Exercise details:
Rewrite the records from the line containing "# Locate the lens flare in the image above." through the line containing "0,0 -> 142,340", inclusive, swapping "conifer tree" for "evergreen tree" and leaving everything else unchanged. Return only those lines.

Excerpted data:
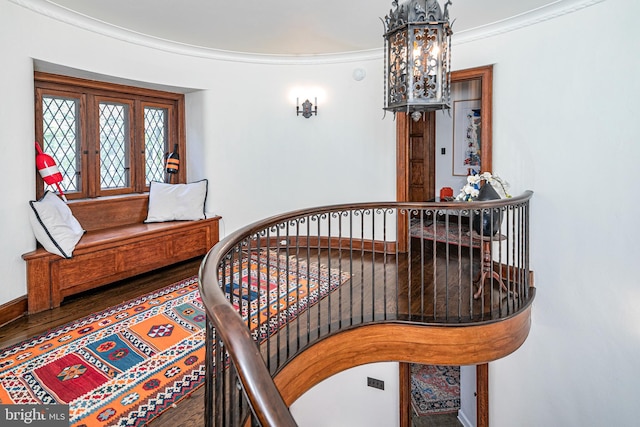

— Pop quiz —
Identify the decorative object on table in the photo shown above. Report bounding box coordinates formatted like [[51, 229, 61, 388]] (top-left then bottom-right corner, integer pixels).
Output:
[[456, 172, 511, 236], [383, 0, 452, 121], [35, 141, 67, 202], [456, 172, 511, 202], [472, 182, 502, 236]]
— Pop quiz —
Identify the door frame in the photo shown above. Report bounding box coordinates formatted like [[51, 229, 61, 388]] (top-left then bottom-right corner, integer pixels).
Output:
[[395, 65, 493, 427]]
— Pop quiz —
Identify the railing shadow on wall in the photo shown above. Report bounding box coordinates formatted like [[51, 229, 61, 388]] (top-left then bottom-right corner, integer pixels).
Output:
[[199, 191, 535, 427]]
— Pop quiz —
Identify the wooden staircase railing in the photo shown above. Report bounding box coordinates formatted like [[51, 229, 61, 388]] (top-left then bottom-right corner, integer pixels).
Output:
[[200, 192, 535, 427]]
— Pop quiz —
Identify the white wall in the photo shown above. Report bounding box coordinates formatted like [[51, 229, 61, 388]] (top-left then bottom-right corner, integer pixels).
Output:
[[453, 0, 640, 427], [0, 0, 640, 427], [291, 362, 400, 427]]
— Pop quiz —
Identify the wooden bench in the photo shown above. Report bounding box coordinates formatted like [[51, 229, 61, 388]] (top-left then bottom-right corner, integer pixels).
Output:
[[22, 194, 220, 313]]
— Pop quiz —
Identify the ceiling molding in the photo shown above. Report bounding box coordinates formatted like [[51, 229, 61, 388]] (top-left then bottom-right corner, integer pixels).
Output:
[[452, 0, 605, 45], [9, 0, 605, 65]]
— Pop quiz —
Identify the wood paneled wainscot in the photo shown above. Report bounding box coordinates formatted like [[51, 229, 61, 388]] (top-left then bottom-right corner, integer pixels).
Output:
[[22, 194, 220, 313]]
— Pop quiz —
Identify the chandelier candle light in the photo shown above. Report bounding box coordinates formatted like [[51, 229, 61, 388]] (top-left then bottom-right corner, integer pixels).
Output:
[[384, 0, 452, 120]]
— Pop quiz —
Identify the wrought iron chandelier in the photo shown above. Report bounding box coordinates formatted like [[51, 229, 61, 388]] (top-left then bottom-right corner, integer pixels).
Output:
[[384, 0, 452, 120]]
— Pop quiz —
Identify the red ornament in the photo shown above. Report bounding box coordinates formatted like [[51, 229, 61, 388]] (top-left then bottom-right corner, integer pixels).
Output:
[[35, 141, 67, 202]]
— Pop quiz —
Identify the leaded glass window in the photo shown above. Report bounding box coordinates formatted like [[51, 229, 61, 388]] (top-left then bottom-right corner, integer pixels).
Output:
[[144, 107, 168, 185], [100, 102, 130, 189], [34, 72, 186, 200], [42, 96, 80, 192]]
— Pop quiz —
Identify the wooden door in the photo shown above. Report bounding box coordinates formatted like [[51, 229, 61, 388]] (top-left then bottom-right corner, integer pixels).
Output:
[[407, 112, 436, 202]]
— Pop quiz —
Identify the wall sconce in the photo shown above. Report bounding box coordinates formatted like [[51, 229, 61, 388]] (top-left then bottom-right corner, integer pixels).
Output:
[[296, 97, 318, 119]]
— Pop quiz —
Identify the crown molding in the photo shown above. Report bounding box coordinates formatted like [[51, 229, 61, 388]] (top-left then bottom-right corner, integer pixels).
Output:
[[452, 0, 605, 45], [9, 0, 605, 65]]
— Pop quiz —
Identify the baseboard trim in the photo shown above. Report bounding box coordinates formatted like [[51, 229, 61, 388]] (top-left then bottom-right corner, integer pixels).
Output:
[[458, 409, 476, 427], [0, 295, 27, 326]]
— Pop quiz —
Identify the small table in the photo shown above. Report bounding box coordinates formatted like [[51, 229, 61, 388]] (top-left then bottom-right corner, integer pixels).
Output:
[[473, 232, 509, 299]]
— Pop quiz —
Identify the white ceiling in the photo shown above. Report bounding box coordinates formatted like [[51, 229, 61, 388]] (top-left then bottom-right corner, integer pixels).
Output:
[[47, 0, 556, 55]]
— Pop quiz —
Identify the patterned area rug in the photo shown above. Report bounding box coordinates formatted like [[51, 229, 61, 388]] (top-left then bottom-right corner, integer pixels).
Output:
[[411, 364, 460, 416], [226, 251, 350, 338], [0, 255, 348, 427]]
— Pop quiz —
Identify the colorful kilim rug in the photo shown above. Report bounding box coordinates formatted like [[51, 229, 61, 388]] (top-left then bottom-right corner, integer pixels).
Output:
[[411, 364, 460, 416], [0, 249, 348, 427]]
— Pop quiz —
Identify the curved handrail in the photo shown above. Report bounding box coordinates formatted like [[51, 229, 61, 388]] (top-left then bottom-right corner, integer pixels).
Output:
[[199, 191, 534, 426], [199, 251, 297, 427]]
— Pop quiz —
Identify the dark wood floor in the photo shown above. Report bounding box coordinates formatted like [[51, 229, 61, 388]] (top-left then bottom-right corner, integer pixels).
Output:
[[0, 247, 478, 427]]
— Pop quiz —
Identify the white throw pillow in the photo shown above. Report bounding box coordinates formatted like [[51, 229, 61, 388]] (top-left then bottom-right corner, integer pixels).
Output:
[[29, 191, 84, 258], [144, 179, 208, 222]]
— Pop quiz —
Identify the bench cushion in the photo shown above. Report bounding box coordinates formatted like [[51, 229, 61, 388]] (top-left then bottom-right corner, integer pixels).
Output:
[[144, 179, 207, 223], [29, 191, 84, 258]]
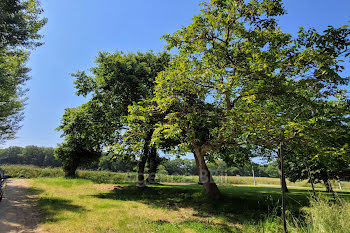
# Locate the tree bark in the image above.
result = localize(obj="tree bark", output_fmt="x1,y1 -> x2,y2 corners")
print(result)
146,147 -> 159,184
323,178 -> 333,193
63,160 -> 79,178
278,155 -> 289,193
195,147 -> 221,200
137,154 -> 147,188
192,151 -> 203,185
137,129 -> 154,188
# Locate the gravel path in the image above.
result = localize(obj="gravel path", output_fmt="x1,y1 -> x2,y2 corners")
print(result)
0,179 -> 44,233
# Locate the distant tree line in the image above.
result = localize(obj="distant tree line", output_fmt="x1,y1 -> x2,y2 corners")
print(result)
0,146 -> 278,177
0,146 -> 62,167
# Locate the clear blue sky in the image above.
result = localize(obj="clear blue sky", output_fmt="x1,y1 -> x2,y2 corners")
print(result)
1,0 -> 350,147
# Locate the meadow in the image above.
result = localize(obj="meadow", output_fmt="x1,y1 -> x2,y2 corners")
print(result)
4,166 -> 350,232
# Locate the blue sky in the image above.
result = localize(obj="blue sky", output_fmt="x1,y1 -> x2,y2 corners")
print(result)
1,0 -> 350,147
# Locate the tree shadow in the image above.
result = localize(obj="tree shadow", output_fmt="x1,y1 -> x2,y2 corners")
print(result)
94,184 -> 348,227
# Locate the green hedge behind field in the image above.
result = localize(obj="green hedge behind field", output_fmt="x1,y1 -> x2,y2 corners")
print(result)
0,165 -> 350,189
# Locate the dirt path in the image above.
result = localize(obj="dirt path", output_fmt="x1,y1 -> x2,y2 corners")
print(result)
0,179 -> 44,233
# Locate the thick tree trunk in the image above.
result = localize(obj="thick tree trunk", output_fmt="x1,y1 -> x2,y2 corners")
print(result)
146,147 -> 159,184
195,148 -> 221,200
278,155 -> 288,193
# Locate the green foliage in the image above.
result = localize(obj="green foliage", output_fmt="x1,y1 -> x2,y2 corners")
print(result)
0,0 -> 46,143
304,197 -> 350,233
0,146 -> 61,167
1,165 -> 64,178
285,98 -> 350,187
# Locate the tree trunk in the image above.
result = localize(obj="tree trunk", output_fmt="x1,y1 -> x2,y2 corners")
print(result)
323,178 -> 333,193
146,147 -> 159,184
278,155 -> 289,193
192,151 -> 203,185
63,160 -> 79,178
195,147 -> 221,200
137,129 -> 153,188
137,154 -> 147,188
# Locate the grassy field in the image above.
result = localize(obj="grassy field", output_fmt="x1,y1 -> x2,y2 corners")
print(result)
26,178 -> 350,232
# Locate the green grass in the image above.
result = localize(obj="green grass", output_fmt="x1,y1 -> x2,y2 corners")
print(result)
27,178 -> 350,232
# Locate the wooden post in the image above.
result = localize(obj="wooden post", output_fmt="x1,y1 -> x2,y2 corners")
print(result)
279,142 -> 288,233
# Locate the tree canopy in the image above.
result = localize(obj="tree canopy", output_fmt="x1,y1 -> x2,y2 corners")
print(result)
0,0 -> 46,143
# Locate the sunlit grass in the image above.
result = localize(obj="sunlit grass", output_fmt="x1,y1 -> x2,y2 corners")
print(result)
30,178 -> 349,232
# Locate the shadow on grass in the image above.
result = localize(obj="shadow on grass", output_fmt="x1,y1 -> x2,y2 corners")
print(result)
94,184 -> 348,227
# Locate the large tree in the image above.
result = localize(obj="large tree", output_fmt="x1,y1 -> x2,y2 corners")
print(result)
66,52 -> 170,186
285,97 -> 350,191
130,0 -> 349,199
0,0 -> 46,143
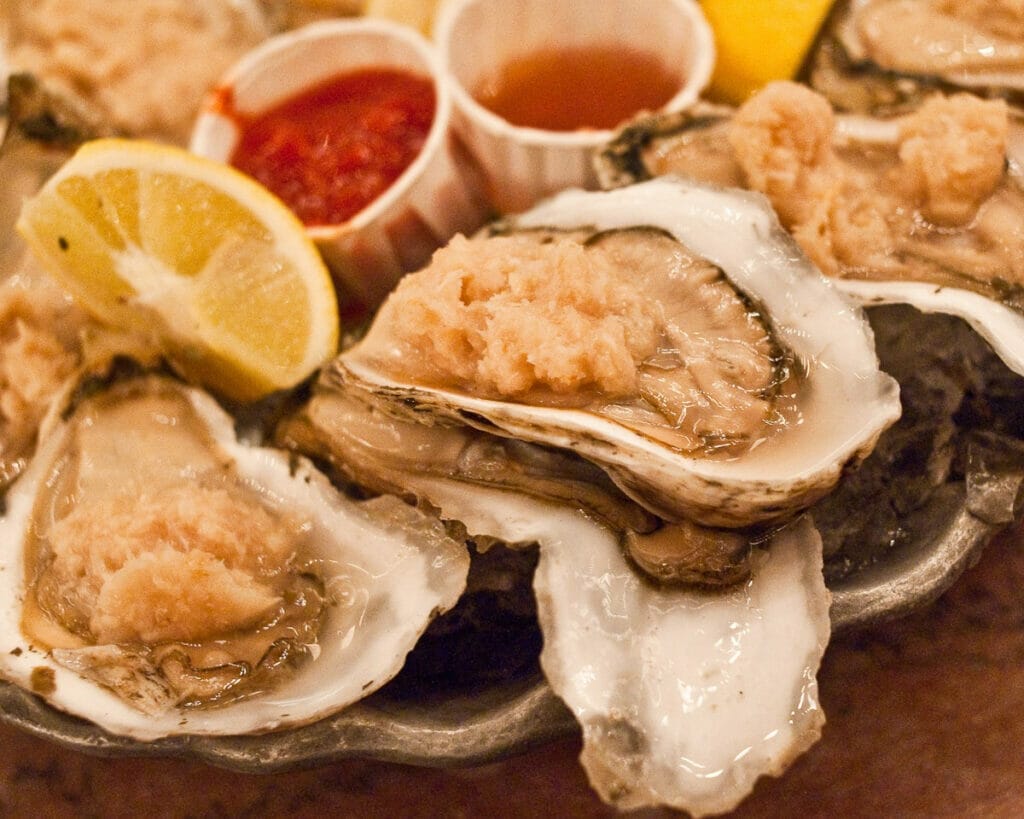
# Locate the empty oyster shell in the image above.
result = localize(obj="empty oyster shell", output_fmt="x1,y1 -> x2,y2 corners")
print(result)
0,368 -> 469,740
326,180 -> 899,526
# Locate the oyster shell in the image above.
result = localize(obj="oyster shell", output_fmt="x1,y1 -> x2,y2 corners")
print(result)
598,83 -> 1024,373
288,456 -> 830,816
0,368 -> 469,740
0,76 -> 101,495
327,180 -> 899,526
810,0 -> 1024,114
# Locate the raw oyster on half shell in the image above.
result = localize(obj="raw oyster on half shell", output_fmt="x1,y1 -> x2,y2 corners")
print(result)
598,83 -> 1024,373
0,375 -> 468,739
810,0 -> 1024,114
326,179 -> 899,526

--

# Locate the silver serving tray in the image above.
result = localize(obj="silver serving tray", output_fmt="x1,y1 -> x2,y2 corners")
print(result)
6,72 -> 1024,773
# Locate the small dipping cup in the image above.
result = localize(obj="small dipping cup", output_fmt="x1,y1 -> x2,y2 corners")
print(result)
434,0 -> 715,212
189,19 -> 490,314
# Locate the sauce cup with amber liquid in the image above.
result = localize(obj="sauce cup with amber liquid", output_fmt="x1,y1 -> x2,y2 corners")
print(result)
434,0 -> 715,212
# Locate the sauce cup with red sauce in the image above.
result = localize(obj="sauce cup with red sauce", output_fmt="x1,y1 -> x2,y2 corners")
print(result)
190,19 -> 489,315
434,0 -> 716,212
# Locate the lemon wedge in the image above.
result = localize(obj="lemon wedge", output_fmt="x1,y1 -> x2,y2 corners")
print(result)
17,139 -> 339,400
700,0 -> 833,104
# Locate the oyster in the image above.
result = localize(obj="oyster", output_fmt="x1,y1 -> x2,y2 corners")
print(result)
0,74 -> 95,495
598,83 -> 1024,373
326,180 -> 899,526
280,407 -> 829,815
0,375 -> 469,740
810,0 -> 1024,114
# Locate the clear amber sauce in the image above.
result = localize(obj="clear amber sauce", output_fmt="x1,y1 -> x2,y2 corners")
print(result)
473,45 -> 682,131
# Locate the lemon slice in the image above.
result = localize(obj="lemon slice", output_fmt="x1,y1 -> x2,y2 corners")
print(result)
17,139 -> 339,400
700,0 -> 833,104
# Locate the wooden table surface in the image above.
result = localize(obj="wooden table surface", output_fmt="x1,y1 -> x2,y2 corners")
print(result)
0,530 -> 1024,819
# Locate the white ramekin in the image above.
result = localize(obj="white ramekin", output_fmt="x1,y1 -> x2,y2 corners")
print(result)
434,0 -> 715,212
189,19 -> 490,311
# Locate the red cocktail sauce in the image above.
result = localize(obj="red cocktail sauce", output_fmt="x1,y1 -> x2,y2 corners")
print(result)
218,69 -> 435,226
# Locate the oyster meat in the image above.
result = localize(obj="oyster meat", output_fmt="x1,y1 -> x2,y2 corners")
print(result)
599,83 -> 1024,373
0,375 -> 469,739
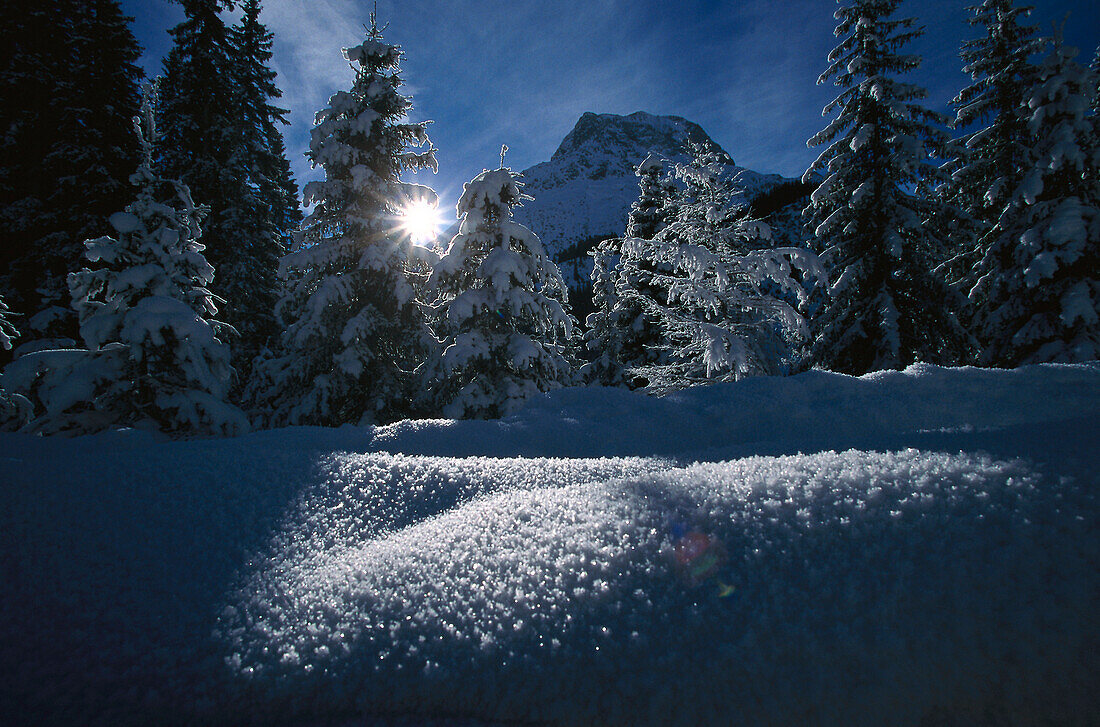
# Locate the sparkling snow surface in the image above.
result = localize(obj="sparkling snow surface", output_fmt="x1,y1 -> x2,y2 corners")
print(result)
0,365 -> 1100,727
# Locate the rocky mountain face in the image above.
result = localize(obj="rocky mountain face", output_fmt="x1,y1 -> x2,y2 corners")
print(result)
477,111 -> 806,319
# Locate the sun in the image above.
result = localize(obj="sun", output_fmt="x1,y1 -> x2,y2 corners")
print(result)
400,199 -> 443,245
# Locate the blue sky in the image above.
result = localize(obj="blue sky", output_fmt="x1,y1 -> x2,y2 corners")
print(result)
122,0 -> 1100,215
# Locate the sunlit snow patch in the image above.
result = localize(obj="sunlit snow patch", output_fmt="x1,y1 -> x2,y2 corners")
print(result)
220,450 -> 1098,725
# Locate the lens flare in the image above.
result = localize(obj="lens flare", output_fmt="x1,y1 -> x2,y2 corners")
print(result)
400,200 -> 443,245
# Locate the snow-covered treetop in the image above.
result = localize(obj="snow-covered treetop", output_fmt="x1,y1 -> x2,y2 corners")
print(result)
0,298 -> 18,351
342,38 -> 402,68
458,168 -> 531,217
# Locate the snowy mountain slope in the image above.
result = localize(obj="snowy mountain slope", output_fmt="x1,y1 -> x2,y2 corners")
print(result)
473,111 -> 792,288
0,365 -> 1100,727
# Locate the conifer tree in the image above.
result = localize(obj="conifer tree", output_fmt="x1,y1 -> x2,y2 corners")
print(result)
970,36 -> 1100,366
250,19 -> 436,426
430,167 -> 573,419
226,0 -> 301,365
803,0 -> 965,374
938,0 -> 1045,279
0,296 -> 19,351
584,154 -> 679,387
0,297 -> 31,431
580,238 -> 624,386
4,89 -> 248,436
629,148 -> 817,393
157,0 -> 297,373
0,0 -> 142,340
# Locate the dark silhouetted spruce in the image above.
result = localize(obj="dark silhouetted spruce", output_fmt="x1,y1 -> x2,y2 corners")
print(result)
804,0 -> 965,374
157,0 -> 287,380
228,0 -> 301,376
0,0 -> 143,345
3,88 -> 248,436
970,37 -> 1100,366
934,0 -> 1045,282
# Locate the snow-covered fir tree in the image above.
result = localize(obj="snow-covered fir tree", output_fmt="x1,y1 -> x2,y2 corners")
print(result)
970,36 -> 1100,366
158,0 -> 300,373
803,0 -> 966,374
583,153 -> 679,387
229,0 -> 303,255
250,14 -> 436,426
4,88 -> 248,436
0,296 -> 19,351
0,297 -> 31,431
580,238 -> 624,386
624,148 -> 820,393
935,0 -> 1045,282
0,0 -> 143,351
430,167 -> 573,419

* * *

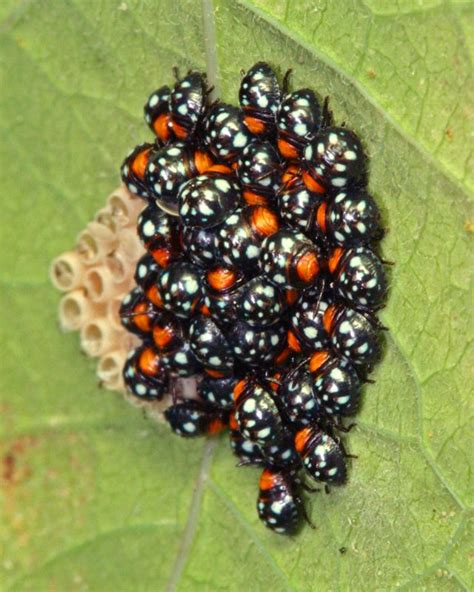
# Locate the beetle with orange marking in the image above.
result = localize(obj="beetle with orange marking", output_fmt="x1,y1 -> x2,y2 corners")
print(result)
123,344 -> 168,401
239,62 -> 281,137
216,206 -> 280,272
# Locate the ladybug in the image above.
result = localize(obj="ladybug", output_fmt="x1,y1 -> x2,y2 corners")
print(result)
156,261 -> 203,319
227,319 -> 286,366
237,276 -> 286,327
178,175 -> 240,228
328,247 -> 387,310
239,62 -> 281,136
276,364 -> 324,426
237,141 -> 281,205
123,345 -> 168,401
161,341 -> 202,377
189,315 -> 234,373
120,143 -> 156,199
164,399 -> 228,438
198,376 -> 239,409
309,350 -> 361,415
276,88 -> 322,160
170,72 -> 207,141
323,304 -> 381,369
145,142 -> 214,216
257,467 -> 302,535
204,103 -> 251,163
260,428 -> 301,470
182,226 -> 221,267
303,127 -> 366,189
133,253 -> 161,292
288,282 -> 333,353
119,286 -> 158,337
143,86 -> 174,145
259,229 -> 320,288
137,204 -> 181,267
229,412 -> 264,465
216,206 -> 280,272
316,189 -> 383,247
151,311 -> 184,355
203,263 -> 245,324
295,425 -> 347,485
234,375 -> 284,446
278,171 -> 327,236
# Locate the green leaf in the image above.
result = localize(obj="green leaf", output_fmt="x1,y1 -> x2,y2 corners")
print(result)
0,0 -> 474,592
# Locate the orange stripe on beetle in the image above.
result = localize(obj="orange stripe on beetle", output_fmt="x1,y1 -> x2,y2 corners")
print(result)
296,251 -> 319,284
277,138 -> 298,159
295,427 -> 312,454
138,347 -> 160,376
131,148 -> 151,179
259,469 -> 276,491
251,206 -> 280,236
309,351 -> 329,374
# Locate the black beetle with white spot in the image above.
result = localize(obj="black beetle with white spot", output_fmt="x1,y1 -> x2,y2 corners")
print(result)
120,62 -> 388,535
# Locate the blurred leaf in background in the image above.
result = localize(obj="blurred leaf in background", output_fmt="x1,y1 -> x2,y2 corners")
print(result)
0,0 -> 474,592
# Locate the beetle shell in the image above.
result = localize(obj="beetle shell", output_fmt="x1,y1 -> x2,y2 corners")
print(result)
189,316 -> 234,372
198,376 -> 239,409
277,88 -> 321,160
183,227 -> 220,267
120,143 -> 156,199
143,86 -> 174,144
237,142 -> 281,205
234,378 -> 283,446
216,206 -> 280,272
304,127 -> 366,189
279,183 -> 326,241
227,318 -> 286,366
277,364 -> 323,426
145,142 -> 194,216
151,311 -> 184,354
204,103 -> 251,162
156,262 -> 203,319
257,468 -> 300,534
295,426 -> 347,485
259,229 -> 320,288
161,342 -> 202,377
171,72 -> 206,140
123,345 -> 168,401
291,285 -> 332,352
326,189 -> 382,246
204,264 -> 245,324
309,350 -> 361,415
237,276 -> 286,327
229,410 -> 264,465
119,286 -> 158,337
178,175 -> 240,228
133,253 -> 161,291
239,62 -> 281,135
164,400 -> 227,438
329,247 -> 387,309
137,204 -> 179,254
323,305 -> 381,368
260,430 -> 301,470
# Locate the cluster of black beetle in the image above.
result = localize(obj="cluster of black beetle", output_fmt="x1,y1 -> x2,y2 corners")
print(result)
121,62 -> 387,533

The completed task:
# Locate the lens flare in the image above.
result = localize(obj="lens flare", output_fmt="x1,y1 -> x2,y2 corners")
print(result)
400,200 -> 443,245
# Locate the snow-covered treetop in the image above.
result = localize(obj="snow-covered treetop", output_fmt="x1,y1 -> x2,y2 corners")
print(result)
0,298 -> 18,351
342,38 -> 402,68
458,168 -> 531,217
# Locate the snowy mountain slope in the image above.
result = localize(obj="snowy mountain slope", output_fmt="x1,y1 -> x2,y2 corners")
print(result)
473,111 -> 792,288
0,365 -> 1100,727
# Locate the evergreen tree in the image above.
result = localize(obj="evergreen tree", output_fmt="x1,y1 -> x2,y2 corners")
print(result)
970,36 -> 1100,366
250,19 -> 436,426
430,167 -> 573,419
226,0 -> 301,365
803,0 -> 965,374
938,0 -> 1045,279
0,296 -> 19,351
584,154 -> 679,387
0,297 -> 31,431
580,238 -> 624,386
4,89 -> 248,436
629,148 -> 817,393
157,0 -> 297,373
0,0 -> 142,340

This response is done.